■ WHAT THE TASK REQUIRES: Below are records; count how many of their lines contain the word "hazy" and give the number alone.

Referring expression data
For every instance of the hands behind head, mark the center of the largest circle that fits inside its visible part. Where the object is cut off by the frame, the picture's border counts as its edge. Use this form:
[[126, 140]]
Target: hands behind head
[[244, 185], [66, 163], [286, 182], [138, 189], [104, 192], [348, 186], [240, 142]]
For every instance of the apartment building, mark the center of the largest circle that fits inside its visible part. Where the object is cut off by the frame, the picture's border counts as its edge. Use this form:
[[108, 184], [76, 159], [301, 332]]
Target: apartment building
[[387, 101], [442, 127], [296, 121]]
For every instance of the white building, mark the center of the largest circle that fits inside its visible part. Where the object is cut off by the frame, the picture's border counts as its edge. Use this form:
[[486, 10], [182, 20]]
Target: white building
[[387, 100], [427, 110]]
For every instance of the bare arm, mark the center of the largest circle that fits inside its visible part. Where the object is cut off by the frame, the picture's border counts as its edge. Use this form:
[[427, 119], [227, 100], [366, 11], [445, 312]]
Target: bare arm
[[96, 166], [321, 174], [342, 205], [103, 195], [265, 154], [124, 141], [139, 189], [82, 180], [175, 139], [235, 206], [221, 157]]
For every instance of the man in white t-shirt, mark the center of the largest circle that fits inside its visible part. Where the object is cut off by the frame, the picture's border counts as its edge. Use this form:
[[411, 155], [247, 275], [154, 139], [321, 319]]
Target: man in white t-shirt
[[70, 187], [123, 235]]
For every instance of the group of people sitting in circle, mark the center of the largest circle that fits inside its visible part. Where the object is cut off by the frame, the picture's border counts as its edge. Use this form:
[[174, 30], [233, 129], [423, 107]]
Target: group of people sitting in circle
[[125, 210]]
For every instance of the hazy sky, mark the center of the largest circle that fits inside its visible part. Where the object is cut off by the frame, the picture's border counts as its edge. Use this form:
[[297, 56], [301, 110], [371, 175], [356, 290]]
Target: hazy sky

■ FINISHED TASK: 2